**YOUR INSTRUCTIONS:**
Print the lines below unchanged, starting with the line that contains "How quickly can you produce the bounding box of the glacier?" and going on through the last line.

(Dataset excerpt)
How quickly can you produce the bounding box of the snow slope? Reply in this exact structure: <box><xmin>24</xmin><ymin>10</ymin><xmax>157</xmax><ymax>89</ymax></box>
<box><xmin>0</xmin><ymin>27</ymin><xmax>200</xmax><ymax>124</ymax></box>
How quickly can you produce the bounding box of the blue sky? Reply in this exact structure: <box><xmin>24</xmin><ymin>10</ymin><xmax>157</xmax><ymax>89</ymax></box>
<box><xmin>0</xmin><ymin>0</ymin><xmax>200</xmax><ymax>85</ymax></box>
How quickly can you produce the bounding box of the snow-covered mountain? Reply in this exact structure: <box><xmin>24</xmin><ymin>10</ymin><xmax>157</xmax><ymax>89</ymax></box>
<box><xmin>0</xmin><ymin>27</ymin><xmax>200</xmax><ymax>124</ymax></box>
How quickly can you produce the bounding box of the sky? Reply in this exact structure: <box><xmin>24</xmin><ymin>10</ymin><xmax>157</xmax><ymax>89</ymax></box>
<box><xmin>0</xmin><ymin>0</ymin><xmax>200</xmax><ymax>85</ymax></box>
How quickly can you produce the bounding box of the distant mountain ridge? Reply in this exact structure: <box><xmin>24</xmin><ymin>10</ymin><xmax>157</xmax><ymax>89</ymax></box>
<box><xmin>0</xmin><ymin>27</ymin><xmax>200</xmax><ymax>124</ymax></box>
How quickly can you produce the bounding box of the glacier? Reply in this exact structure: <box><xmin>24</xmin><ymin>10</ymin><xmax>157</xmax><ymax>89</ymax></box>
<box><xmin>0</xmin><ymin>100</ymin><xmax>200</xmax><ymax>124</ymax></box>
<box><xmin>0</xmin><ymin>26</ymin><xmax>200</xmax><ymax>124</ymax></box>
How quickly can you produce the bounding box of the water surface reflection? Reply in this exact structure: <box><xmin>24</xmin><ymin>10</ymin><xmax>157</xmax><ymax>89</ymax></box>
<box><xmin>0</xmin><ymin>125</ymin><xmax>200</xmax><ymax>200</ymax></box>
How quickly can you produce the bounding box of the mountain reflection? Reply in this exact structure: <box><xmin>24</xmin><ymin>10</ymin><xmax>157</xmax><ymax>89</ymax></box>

**TASK OUTPUT:**
How quickly can you produce the bounding box of the glacier? Reply in this exact structure: <box><xmin>24</xmin><ymin>10</ymin><xmax>157</xmax><ymax>89</ymax></box>
<box><xmin>0</xmin><ymin>100</ymin><xmax>200</xmax><ymax>124</ymax></box>
<box><xmin>0</xmin><ymin>26</ymin><xmax>200</xmax><ymax>124</ymax></box>
How quickly can you produce the bounding box of the water surface reflection? Reply in this exact structure: <box><xmin>24</xmin><ymin>10</ymin><xmax>157</xmax><ymax>89</ymax></box>
<box><xmin>0</xmin><ymin>125</ymin><xmax>200</xmax><ymax>200</ymax></box>
How quickly can you produce the bounding box of the mountain reflection? Reply in this exact structure: <box><xmin>24</xmin><ymin>10</ymin><xmax>157</xmax><ymax>89</ymax></box>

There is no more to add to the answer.